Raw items
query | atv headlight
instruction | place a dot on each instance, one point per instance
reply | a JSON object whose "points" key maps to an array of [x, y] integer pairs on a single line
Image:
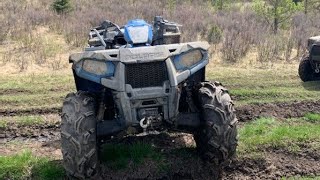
{"points": [[188, 59], [98, 68]]}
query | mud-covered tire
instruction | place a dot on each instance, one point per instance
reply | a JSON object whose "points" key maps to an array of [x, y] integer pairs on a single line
{"points": [[216, 140], [306, 72], [78, 136]]}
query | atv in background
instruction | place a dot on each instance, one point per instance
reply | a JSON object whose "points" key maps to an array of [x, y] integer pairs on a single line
{"points": [[140, 78], [309, 68]]}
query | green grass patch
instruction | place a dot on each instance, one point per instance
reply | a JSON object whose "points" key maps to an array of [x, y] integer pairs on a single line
{"points": [[313, 117], [267, 132], [25, 166], [250, 85], [118, 156], [22, 120], [35, 90]]}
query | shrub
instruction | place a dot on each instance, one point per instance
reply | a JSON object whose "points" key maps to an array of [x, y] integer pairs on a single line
{"points": [[61, 6], [215, 35]]}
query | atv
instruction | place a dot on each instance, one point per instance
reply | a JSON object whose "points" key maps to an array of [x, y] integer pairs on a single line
{"points": [[309, 68], [139, 78]]}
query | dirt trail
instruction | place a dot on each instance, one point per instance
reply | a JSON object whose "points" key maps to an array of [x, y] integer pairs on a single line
{"points": [[279, 110], [43, 140]]}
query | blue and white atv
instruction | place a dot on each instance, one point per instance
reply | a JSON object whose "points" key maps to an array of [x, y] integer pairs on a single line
{"points": [[139, 78]]}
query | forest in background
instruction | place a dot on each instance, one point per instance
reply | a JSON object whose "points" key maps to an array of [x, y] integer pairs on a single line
{"points": [[263, 31]]}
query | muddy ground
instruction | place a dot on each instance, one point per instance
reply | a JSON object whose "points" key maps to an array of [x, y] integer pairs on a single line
{"points": [[43, 140]]}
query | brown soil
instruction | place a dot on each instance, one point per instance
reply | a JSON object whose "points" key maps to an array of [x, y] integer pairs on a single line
{"points": [[43, 140], [281, 110]]}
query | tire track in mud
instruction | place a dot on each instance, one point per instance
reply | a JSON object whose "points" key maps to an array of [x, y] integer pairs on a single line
{"points": [[244, 113], [272, 164], [280, 110]]}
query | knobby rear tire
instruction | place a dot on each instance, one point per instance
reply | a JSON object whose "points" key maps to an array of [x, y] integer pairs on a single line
{"points": [[78, 136], [216, 140]]}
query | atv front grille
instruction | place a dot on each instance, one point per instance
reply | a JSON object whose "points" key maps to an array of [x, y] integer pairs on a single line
{"points": [[142, 75]]}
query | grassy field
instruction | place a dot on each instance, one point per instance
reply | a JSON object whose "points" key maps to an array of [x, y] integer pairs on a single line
{"points": [[246, 85]]}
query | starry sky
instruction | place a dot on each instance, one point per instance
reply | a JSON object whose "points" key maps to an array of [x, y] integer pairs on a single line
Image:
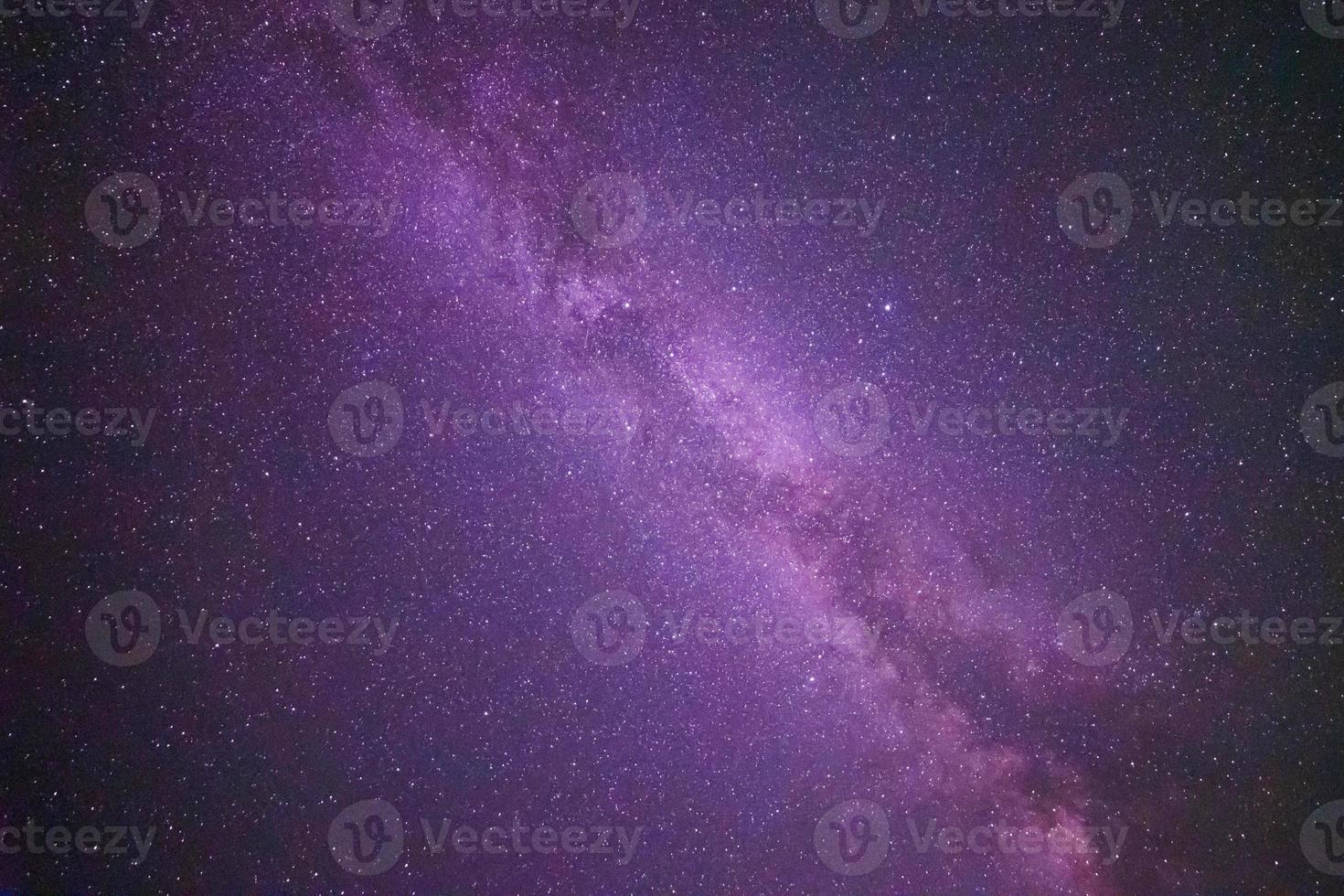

AIM:
Write out the items exactly, starting at the line that contains "query | grassy field" and continuing through the end of the items, both ends included. Leave the pictures out of your answer.

COMPLETED TASK:
query | grassy field
instruction | place a dot on each instance, one point per instance
reply | a JSON object whose "points" key maps to an array of [x, y] integer pairs on a single line
{"points": [[246, 85]]}
query | starry sky
instruction | place a dot on each instance, one point per instance
reply | a JSON object whose "points" key maps to an array of [x, y] integer pairs on a single line
Image:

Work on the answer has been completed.